** Extracted entries follows **
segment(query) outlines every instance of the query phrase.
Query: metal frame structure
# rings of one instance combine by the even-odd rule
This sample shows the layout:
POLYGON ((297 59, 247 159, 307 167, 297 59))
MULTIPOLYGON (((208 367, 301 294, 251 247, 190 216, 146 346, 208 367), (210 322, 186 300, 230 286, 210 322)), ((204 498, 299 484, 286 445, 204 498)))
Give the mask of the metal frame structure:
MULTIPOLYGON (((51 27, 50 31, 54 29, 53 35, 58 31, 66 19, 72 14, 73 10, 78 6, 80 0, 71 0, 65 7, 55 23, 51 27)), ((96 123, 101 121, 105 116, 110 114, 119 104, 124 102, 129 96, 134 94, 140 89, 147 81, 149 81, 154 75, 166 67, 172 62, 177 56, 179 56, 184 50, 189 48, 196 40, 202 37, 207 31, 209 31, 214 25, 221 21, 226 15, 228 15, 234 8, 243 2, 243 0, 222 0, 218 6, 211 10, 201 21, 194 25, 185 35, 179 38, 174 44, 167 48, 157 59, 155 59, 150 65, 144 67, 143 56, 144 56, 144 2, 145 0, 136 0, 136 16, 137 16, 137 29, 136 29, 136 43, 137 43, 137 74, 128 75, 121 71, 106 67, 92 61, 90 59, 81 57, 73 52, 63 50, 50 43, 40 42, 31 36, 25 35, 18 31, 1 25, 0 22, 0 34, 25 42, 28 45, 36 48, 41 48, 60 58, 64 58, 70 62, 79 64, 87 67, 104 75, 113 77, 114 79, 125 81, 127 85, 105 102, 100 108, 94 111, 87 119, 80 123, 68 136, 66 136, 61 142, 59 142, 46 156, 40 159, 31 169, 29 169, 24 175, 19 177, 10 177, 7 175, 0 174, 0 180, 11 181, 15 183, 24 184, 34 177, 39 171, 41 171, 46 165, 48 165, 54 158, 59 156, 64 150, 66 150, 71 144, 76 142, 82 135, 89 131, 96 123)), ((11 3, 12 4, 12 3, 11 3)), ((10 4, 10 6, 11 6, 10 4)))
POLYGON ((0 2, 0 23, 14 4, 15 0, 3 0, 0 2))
** End of Extracted entries **
* Your objective
Return all of the listing above exactly, leaving nothing out.

* Output for this exercise
segment(query) outlines every instance of the query phrase.
Query: metal frame structure
# rings of one instance combine by the even-odd rule
This sample shows the layout:
POLYGON ((297 59, 247 159, 307 167, 297 59))
MULTIPOLYGON (((208 367, 301 294, 251 247, 190 216, 146 346, 208 367), (210 322, 186 300, 230 286, 210 322)), ((204 498, 299 484, 286 445, 204 498)))
Give the mask of the metal frame structure:
MULTIPOLYGON (((51 27, 50 31, 54 29, 53 35, 58 31, 66 19, 72 14, 73 10, 78 6, 80 0, 71 0, 65 7, 55 23, 51 27)), ((96 123, 101 121, 105 116, 110 114, 119 104, 124 102, 129 96, 134 94, 140 89, 147 81, 149 81, 154 75, 166 67, 172 62, 177 56, 179 56, 184 50, 189 48, 196 40, 202 37, 207 31, 209 31, 214 25, 221 21, 226 15, 228 15, 234 8, 243 2, 243 0, 222 0, 218 6, 211 10, 201 21, 194 25, 185 35, 179 38, 174 44, 167 48, 157 59, 155 59, 150 65, 144 67, 143 56, 144 56, 144 2, 145 0, 136 0, 136 16, 137 16, 137 29, 136 29, 136 43, 137 43, 137 74, 128 75, 121 71, 106 67, 92 61, 90 59, 81 57, 73 52, 63 50, 50 43, 40 42, 31 36, 25 35, 18 31, 1 25, 0 22, 0 34, 25 42, 28 45, 36 48, 41 48, 60 58, 64 58, 70 62, 79 64, 87 67, 104 75, 113 77, 114 79, 125 81, 127 85, 105 102, 100 108, 94 111, 87 119, 80 123, 68 136, 66 136, 61 142, 59 142, 46 156, 40 159, 31 169, 29 169, 24 175, 19 177, 10 177, 7 175, 0 174, 0 180, 11 181, 15 183, 24 184, 34 177, 39 171, 41 171, 46 165, 48 165, 54 158, 59 156, 64 150, 66 150, 71 144, 76 142, 82 135, 89 131, 96 123)), ((11 3, 12 4, 12 3, 11 3)), ((10 4, 10 6, 11 6, 10 4)))
POLYGON ((0 2, 0 23, 14 4, 15 0, 3 0, 0 2))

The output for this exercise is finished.